|
МИХАИЛ РУМЕР-ЗАРАЕВ
ОТЕЦ РАССКАЗЫВАЛ...
Заметки
из позавчерашнего дня
(Отрывок)
День рождения
В 66-м на моем дне рождения отец произнес многозначительный
тост:
«Выпьем за то, чтобы дети не повторяли судьбу отцов». Мне
исполнилось тридцать. Почти столько же, сколько ему в 38-м,
когда
началась его вторая лагерная жизнь. Да
и газетная должность у меня
была примерно такая же,
как у него перед арестом.
Бог мой, как они с матерью сопротивлялись моему тяготению к
журналистике… Все детство я слышал от
матери: «Вот твой дядя, он
строитель. И смотри, как он жил в лагере, его
сразу же
расконвоировали, он и
там был строителем. Отец же все годы – на
общих работах, с тачкой».
Мы твердо знали: чтобы выжить, нужна реальная профессия.
Никому не
казалось странным: с детства готовиться к
лагерю. Сидело полстраны.
Это казалось неколебимым, вечным. И в середине
пятидесятых отец
заклинал меня: «Освой реальную профессию!»
На том же дне рождения кто-то поздравил именинника с тем,
что он
родился в 36-м. Именно в 36-м, а не в 26-м, 16-м, 6-м. И все
притихли,
мысленно представляя себе череду войн, революций, вспышек
террора,
которые пришлись на долю поколений, предшествовавших моему.

Представленные записи:
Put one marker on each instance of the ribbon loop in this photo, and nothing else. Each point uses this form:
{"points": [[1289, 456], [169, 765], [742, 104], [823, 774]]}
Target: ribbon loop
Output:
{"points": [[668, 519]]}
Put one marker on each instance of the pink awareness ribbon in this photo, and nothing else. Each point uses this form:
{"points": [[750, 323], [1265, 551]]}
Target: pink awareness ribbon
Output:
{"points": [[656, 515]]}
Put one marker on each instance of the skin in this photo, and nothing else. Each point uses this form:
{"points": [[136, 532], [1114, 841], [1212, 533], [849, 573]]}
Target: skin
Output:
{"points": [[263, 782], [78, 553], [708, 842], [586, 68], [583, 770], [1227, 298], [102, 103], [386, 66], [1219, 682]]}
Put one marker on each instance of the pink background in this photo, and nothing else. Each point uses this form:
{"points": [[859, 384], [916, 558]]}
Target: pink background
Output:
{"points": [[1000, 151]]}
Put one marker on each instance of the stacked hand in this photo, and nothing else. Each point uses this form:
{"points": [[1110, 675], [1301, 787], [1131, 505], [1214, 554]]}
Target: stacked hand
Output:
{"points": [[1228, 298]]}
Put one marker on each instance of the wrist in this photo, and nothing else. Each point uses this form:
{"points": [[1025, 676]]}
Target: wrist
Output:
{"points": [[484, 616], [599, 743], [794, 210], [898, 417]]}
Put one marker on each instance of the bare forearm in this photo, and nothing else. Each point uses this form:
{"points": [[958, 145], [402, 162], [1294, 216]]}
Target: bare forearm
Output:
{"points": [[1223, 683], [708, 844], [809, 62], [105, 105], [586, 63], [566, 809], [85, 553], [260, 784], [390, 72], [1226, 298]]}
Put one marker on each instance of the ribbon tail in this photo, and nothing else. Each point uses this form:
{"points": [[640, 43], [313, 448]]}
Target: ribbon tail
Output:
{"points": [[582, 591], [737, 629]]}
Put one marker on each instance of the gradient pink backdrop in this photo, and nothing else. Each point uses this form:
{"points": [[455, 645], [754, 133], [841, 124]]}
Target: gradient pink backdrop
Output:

Задание 1:
Приведите фрагмент заметок о дне рождения, начиная с «На том же дне» и далее до «поколений, предшествовавших моему.». Замените в нем «именинника» на «виновника торжества».
Задание 2:
Перечислите всех родственников автора, которые упомянуты в заметках о дне рождения.
Задание 3:
Допишите следующую часть заметок о дне рождения после их последнего предложения.

Ответ к заданию 1:
На том же дне рождения кто-то поздравил виновника торжества с тем,
что он
родился в 36-м. Именно в 36-м, а не в 26-м, 16-м, 6-м. И все
притихли,
мысленно представляя себе череду войн, революций, вспышек
террора,
которые пришлись на долю поколений, предшествовавших моему.

Ответ к заданию 2:
Отец, мать, дядя.

Ответ к заданию 3:
Многим ли повезло дожить до старости?
Отец родился в 1907-м.
В конце 60-х мы поехали с ним вдвоем в крымский санаторий.
Бродили
по пляжам, южным паркам, и весь месяц он
рассказывал о Колыме, о лагерях, о том,
сколько раз он умирал и каким
чудом выжил.
Я спросил, были ли мысли о самоубийстве? Не хотелось ли
броситься на проволоку, под пулю? Его ответ был, примерно,
таков. Человек сам не знает себя, своих физических и психических возможностей. О
смерти не думалось.
Думалось о хлебе, отдыхе, тепле. Все свелось к простейшим
инстинктам и желаниям. Впоследствии он описал это низведение
желаний и помыслов до животного уровня в своих лагерных
записках.
«Утро в бараке начинается так. После подъема зэки, привычно
и неторопливо накрутив на ноги весь свой запас тряпок –
каждая тряпка зимой на Колыме богатство, приладив и обув
лапти, надев телогрейку и бушлат, рысью бегут в столовку.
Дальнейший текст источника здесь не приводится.